RECORDS FOR THIS EXERCISE
++++++++++

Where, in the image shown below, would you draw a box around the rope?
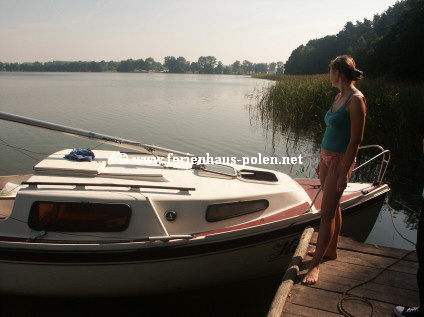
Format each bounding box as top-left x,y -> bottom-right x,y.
337,202 -> 416,317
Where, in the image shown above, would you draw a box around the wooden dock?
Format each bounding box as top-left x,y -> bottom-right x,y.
268,229 -> 419,317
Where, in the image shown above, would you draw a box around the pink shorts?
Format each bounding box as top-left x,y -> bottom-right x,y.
319,151 -> 344,168
319,151 -> 356,169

++++++++++

WHAT IS NEEDED
Rewrite all the lines above with "wooden dock" swapped for "wooden pier", keeping everything else the same and leaving out the pictures.

REPLY
Where, in the image shown below, would you draw a box around the rope?
Format each bounding box as top-left x,y -> bottom-right x,y.
337,202 -> 416,317
Where, in the image shown above, would you draw a box around the wooden pier?
Format each bounding box as top-left x,y -> bottom-right x,y.
268,229 -> 419,317
Where, in the image shown above, would you draw a box around the pink shorts?
Format each bounding box as top-left x,y -> bottom-right x,y.
319,151 -> 344,168
319,151 -> 356,169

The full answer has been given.